═════ STORED DATA
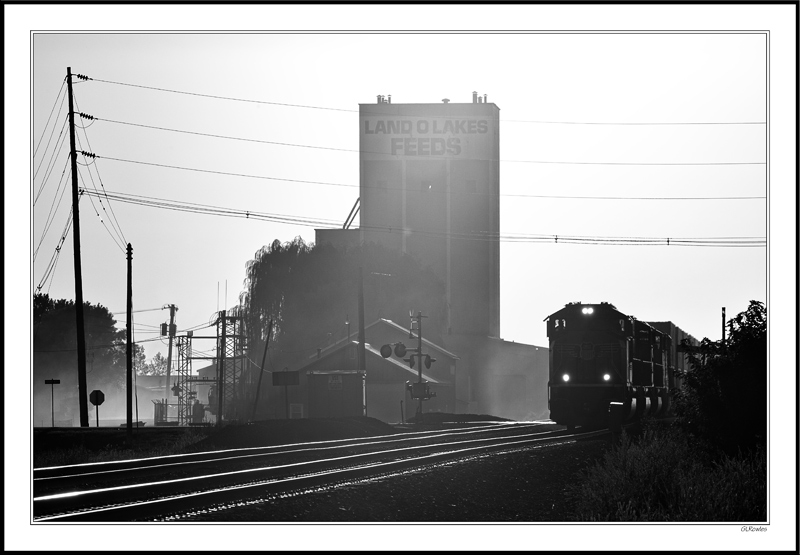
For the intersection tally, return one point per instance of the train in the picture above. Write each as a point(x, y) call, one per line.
point(600, 356)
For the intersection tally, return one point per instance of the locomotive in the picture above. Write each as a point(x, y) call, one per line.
point(599, 356)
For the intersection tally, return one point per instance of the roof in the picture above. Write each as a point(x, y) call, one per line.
point(335, 346)
point(372, 351)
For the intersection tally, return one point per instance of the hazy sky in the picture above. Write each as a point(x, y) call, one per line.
point(563, 99)
point(572, 113)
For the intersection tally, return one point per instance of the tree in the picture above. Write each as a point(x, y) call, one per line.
point(724, 397)
point(308, 291)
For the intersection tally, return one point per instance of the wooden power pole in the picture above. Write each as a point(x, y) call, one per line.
point(129, 348)
point(83, 400)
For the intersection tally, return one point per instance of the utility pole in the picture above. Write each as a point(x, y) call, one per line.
point(170, 333)
point(361, 332)
point(723, 329)
point(362, 352)
point(261, 374)
point(419, 355)
point(129, 348)
point(221, 367)
point(52, 383)
point(83, 400)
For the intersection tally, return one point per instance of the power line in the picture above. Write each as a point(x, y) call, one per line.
══════════
## WHAT THE EXERCISE ASKS
Copy out word for word the stretch of entries from the line containing "of the roof" through the end of the entries.

## EXERCISE ANSWER
For the intersection tally, return one point per instance of the roof in the picture above. Write each as a point(x, y) call, one per line.
point(335, 346)
point(372, 351)
For the intersection tally, return one point per instance of the hazy sky in the picture above. Write each as a point(x, y) call, one per line.
point(563, 99)
point(572, 113)
For the intersection tally, return one point per instance of the tree in the picture above. Write each as a point(x, y) call, one per line.
point(724, 397)
point(308, 291)
For the intersection tally, return one point per instance of the wooden power pole in the picture above. Write each as a point(x, y) call, one per line.
point(129, 348)
point(83, 400)
For the intersection tally, return one point per instance of the utility pole in the picture above. Write each as a point(x, y) call, one per line.
point(170, 333)
point(361, 332)
point(723, 329)
point(362, 352)
point(261, 374)
point(419, 355)
point(129, 348)
point(221, 367)
point(52, 383)
point(83, 400)
For the intersection tally, return one point per instance of the power line in the picture above. Write each as a point(x, y) call, one per line.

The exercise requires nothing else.